**ВЫБРАННЫЙ ОТРЫВОК:**

Как-то раз читали мы »Письма Менахем-Мендла к его жене Шейне-Шейндл’. Неожиданно распахнулась дверь, и вошел нага Менахем-Мендл с женой… Мы вначале растерялись, но после непродолжительной паузы решили продолжить чтение. Воцарилась тишина. Мы боялись смотреть друг на друга. Наш Менахем-Мендл первым нарушил тишину.
— Ой, как хорошо, ой, как правильно! Правильно! — громко вскрикнул и рассмеялся он. К нему присоединились остальные.
Все так громко и безудержно стали хохотать, что продолжать чтение невозможно было. Жена Мейера решила, что высмеивают ее мужа. Со слезами на глазах обратилась она к нему и сказала:
— Он еще смеется. Он еще прав… Менахем-Мендл мой. Ты смеешься? Ох, горе твоему смеху…
— Он правильно пишет, этот насмешник, этот Шолом-Алейхем,— громко перебил ее Менахем-Мендл, катаясь со смеху.

* * *

Поэтические образы Шолом-Алейхема заполнили мою жизнь с юных лет. Часто после тяжкого трудового дня отец собирал нас и читал нам детские рассказы Шолом-Алейхема. С большим нетерпением ждал я эти счастливые минуты, когда у отца появлялась возможность почитать нам произведения любимого писателя. Герои этих рассказов — наивные, сердечные, трогательные юноши и девушки — стали моими товарищами. Я всегда думал о них, подражал им. С детских лет началась моя нескончаемая любовь к великому Шолом-Алейхему — одному из близких мне писателей, чье творчество питает меня на протяжении всей моей жизни.
Я помню, как по праздникам собиралась вся наша многочисленная семья и все внимательно слушали чтение произведений Шолом-Алейхема, боясь пропустить хоть одно слово. Читал отец долго. Любил читать веселые и грустные рассказы. Чтение часто прерывалось общим смехом. Иногда смех вызывал вздохи и слезы. ‘Без слез я не могу слушать Шолом-Алейхема’,— говорила моя мама, простая, сердечная женщина.
Я хорошо помню старого книгоношу, больного Хайкла (почти реб Алтен из ‘Мазлтов!’), который давал на прокат тоненькие книжечки из ‘Семейной библиотеки’. Его клиенты, проживавшие с нами в одном дворе, заставляли меня по нескольку раз подряд перечитывать засаленные книжки ‘смешного писателя’, в которых они чувствовали правду, щемящую сердце.

**ВХОДНЫЕ ДАННЫЕ:**
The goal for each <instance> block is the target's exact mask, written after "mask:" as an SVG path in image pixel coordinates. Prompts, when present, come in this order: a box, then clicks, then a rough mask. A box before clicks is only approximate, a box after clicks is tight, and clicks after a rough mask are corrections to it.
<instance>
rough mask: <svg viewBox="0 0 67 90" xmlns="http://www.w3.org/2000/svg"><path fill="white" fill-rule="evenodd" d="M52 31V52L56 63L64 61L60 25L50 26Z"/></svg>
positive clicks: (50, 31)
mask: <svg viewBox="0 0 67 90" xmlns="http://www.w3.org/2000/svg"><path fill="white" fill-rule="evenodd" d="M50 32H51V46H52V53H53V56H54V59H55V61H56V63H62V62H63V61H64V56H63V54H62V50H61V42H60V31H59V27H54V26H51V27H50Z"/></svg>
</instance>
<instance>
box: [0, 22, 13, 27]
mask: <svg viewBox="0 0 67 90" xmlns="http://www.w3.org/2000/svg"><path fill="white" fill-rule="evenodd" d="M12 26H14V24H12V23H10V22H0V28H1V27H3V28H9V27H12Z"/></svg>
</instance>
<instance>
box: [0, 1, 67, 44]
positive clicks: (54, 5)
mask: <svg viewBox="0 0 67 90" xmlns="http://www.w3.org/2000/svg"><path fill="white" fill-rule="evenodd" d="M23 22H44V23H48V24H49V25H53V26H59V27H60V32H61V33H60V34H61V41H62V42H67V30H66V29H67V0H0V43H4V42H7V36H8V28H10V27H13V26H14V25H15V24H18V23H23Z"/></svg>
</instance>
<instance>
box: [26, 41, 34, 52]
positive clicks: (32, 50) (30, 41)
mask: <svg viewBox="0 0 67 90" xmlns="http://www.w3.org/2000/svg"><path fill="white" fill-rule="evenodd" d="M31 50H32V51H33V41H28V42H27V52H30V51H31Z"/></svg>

**СПИСОК ЗАДАНИЙ:**
1 > Какими прилагательными в отрывке о Шолом-Алейхеме описаны герои его детских рассказов? Назовите все.
2 > Соответствуют ли отрывку о Шолом-Алейхеме эти утверждения? (a) Отец читал рассказы Шолом-Алейхема только по праздникам. (b) Мама говорила, что не может слушать Шолом-Алейхема без слез. (c) Хайкл продавал книжки из «Семейной библиотеки». На каждое ответьте «да» или «нет» и приведите точную цитату, которая это решает.
3 > Напишите продолжение отрывка о Шолом-Алейхеме, начиная после его последнего предложения.

**ОТВЕТЫ ПО ПОРЯДКУ:**
1 > Наивные, сердечные, трогательные.

2 >
(a) Нет: «Часто после тяжкого трудового дня отец собирал нас и читал нам детские рассказы Шолом-Алейхема».
(b) Да: «Без слез я не могу слушать Шолом-Алейхема».
(c) Нет: «давал на прокат тоненькие книжечки».

3 >
Я любил всматриваться в их лица, следить за тем, как они меняются, слушая Шолом-Алейхема. Среди моих слушателей был наш сосед извозчик, боготворивший Шолом-Алейхема. Слушая рассказы, он либо громко хохотал своим громовым голосом, или, качая головой, вздыхал: ‘Ой, горе мне, ой, горе мне… Ой, здоровья ему, дай бог ему здоровья, пусть руки его будут здоровы, чтобы они писали для нашего брата…’
Помню еще одного человека, горячего поклонника Шолом-Алейхема, хромого сапожника Элю. Он читал по складам и после каждой прочитанной фразы почесывал голову, щелкал языком и громко восторгался автором…
Перед моими глазами веселый бедняк, портняжка Аншл, большой специалист по заплаткам. Это типичный персонаж из ‘Неунывающих’ Шолом-Алейхема. Он никогда не падал духом. Своими шутками и поговорками, заимствованными из рассказов Шолом-Алейхема, он веселил всех.
— Скажите на милость, откуда меня знает Шолом-Алейхем? Мою семью, мою жизнь? — спрашивал он.— Точно с меня написано,— говорил он.
Аншл говорил книгоноше Хайклу:
— Что вы мне даете?.. Мне не нужна литература, дайте мне Шолом-Алейхема!..
И еще один эпизод, на мой взгляд, очень характерный.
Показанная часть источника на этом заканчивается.